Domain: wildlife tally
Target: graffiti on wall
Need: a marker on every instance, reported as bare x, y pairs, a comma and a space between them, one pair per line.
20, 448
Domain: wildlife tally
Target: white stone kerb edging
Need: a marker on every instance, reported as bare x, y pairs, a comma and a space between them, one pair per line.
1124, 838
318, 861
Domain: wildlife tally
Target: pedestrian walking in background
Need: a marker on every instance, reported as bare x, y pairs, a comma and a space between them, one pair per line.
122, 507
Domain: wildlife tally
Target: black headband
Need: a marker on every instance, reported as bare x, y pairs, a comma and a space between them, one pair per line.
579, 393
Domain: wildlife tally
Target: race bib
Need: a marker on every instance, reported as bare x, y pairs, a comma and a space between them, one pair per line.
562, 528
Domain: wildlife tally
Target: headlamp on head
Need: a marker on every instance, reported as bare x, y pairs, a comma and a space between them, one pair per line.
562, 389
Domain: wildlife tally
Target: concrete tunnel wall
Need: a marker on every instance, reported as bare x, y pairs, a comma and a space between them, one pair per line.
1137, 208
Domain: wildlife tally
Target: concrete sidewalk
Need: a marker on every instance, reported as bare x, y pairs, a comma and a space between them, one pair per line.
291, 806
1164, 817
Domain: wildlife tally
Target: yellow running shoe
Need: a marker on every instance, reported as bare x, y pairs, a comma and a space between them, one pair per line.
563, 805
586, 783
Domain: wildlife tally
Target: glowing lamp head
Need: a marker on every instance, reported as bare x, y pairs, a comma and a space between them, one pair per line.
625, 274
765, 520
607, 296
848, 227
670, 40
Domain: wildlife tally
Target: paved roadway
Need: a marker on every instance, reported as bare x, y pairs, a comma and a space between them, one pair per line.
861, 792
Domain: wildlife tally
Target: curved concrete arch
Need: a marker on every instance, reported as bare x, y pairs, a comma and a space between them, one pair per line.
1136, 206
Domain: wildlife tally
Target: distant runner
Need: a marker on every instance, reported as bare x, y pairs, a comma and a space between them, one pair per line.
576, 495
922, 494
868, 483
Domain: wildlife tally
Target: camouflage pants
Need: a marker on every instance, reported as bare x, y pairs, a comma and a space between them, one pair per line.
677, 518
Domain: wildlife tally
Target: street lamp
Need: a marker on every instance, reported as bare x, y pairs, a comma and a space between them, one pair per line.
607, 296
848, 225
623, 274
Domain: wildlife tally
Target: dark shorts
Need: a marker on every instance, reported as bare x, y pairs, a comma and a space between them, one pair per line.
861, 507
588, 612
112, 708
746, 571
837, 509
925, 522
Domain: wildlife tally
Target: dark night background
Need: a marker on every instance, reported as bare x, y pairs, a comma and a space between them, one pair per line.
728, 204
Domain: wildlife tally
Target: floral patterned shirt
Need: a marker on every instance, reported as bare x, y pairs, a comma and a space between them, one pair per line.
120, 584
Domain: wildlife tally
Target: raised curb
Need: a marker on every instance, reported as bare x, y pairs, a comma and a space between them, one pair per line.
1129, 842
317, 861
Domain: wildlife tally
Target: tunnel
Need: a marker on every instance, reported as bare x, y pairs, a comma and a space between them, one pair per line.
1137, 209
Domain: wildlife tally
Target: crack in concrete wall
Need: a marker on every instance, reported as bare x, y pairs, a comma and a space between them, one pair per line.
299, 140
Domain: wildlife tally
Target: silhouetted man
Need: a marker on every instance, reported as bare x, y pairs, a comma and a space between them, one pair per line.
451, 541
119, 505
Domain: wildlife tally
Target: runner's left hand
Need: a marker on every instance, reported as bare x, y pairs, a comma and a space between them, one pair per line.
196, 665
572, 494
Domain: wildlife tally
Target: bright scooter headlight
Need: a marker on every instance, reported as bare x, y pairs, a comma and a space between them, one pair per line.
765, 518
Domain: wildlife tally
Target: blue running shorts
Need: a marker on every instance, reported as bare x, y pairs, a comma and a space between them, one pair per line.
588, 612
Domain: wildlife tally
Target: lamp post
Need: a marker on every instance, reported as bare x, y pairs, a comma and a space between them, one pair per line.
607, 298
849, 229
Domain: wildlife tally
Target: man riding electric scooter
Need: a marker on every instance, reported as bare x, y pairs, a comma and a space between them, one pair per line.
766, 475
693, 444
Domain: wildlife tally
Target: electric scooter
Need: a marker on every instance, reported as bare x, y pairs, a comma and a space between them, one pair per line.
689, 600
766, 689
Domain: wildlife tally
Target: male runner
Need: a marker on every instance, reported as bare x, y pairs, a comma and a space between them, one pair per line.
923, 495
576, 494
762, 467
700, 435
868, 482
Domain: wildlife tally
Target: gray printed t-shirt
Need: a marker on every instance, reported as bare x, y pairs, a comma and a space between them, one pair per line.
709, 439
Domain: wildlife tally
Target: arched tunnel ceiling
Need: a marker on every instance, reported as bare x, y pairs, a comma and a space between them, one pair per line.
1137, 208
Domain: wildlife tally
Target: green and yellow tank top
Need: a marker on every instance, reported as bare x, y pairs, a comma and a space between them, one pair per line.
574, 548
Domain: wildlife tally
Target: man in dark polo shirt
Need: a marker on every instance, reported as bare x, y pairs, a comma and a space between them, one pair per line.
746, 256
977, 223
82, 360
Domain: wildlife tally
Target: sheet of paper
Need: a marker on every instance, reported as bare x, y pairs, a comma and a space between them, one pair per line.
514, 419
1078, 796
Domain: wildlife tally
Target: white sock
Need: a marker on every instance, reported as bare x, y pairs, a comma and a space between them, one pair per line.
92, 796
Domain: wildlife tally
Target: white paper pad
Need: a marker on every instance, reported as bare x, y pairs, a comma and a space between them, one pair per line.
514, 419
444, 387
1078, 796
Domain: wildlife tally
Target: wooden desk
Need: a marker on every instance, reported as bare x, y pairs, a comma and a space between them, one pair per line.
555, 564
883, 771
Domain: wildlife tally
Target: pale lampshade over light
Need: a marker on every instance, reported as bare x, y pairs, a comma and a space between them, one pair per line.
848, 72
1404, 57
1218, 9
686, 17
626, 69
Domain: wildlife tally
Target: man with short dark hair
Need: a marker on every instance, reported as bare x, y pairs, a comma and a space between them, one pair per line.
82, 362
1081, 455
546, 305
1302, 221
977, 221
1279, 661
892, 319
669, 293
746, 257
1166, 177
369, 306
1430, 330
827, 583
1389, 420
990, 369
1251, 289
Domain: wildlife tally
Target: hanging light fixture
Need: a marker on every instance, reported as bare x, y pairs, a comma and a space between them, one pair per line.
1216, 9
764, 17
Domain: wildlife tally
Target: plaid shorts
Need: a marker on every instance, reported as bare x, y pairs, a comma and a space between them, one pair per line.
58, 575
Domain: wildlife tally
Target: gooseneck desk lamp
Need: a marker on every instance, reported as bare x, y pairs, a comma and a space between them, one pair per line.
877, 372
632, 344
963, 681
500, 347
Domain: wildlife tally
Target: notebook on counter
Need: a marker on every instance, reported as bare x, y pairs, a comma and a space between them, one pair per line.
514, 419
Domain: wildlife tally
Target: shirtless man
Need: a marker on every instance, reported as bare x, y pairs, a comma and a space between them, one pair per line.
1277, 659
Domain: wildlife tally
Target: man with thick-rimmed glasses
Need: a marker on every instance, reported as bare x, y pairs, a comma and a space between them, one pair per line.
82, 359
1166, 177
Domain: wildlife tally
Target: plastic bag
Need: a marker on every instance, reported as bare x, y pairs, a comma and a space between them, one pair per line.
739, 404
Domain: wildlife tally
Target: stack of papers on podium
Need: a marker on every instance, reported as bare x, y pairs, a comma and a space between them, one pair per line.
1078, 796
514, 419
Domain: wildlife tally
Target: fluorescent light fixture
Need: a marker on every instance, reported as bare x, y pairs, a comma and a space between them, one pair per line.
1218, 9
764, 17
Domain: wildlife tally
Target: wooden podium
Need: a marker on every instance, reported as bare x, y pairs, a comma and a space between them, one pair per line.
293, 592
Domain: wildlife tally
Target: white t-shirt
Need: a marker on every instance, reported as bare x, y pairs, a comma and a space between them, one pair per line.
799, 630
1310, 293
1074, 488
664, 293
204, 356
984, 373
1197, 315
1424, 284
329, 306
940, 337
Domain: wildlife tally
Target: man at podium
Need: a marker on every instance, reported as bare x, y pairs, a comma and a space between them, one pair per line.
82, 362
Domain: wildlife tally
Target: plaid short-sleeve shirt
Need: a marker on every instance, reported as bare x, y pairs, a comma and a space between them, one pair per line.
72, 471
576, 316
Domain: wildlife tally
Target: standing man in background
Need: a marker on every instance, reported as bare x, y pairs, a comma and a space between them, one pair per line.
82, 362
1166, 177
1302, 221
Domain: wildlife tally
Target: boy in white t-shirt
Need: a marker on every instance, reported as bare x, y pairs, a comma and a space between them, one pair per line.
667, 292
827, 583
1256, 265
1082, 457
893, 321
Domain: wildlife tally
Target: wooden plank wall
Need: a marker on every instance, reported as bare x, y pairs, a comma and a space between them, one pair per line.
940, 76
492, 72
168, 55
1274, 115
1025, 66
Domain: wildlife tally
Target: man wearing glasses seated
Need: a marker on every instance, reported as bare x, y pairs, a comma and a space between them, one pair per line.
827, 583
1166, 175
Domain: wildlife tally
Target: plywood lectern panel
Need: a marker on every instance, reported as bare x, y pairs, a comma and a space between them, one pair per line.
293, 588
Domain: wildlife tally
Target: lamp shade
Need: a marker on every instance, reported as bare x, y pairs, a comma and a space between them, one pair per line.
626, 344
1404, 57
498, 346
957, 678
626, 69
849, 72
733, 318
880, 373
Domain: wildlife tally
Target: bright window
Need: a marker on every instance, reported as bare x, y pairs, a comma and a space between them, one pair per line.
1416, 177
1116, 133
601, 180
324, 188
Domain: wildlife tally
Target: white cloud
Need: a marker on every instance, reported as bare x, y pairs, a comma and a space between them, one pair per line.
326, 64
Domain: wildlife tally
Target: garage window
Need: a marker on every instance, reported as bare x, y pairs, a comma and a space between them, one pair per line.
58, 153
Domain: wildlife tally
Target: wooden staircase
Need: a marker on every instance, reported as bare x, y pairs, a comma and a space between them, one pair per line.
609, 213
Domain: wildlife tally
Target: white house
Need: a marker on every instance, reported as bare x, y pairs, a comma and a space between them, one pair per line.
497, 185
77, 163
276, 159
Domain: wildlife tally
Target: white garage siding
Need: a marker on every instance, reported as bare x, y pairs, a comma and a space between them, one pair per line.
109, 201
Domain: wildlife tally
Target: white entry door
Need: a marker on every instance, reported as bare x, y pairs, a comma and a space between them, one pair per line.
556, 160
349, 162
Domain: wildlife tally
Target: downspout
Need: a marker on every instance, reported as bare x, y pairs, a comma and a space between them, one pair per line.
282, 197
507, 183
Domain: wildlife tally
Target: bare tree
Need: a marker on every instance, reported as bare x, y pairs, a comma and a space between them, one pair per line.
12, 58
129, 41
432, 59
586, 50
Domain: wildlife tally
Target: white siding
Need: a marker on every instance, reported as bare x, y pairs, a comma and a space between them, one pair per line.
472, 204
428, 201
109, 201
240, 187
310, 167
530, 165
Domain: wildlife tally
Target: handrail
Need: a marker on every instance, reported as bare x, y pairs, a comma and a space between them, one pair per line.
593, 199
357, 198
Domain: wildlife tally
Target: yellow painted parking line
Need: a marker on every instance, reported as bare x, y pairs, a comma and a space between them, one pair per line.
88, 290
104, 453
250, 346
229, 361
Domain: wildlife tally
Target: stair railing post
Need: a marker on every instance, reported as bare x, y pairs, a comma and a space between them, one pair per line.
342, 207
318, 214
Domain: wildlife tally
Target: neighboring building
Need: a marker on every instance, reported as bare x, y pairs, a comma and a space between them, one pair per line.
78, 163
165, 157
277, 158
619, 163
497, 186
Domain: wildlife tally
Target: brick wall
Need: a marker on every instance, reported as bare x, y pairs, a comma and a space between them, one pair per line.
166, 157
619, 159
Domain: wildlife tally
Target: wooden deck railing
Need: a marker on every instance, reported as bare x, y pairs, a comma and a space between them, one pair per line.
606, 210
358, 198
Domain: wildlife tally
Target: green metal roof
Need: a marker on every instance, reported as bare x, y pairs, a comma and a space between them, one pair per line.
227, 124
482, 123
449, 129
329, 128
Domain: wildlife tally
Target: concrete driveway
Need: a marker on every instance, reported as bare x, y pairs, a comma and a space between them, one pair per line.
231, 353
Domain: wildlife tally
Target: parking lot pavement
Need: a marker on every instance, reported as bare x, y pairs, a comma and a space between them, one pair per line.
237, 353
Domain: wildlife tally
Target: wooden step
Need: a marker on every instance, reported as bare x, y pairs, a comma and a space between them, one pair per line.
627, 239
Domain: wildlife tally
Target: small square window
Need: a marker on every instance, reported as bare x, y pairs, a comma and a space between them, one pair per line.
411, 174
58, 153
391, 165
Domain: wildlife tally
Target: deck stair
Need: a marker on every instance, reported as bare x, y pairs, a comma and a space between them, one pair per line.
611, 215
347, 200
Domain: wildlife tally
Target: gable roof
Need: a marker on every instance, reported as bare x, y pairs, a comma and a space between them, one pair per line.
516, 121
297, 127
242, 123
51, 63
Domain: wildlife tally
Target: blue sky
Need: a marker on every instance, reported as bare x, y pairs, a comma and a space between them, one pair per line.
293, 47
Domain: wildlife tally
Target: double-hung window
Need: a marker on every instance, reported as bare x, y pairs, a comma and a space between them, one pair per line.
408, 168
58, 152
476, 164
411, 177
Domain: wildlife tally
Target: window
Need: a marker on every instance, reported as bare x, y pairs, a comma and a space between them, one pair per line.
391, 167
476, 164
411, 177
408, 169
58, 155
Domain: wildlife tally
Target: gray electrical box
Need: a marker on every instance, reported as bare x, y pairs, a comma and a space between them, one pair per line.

→ About this task:
Apply a filter for "window" to the data above, then copy each line that matches.

→ Solution to the problem:
Target: bright window
Target: garage window
Target: small square window
Target: double-hung window
Target: window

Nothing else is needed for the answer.